REQUEST:
Reproduce the material below verbatim, from the line containing "One point lands on every instance of the blurred" through the end of the material, including both the first and last lines.
--- START OF STORED DATA ---
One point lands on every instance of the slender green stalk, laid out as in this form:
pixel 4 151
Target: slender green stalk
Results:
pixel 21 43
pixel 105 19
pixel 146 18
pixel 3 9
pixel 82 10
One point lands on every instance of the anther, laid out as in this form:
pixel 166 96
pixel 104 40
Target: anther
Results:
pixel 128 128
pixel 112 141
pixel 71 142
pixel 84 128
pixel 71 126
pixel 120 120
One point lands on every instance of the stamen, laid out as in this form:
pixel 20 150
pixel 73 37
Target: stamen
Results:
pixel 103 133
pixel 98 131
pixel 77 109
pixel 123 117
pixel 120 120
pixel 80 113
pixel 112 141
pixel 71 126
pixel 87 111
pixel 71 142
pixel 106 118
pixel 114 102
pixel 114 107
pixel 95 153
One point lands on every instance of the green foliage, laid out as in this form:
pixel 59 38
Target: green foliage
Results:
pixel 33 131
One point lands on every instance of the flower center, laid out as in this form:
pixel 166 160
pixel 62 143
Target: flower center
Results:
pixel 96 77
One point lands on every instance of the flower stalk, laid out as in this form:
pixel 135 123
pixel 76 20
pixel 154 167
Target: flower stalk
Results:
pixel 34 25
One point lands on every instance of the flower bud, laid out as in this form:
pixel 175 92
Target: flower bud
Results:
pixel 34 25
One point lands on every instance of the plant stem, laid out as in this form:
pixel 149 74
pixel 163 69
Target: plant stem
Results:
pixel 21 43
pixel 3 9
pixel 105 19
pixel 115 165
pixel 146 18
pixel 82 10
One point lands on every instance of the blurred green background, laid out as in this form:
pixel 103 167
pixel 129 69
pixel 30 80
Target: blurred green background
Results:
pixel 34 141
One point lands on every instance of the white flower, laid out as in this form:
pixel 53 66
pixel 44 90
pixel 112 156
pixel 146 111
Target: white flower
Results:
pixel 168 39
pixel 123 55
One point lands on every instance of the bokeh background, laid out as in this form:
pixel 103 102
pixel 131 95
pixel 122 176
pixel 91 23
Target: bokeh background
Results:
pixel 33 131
--- END OF STORED DATA ---
WRITTEN REPLY:
One point lands on every instance of the blurred green background, laid out as in this form:
pixel 103 167
pixel 129 69
pixel 30 80
Target: blurred green background
Results:
pixel 34 141
One point lands on every instance of the white flower, laid out as in this form:
pixel 53 66
pixel 44 90
pixel 112 156
pixel 146 111
Target: white flower
Results:
pixel 168 39
pixel 123 55
One point lands on every instance of the bokeh background, laid out as in this form:
pixel 103 102
pixel 131 95
pixel 122 176
pixel 91 23
Target: bokeh background
Results:
pixel 33 131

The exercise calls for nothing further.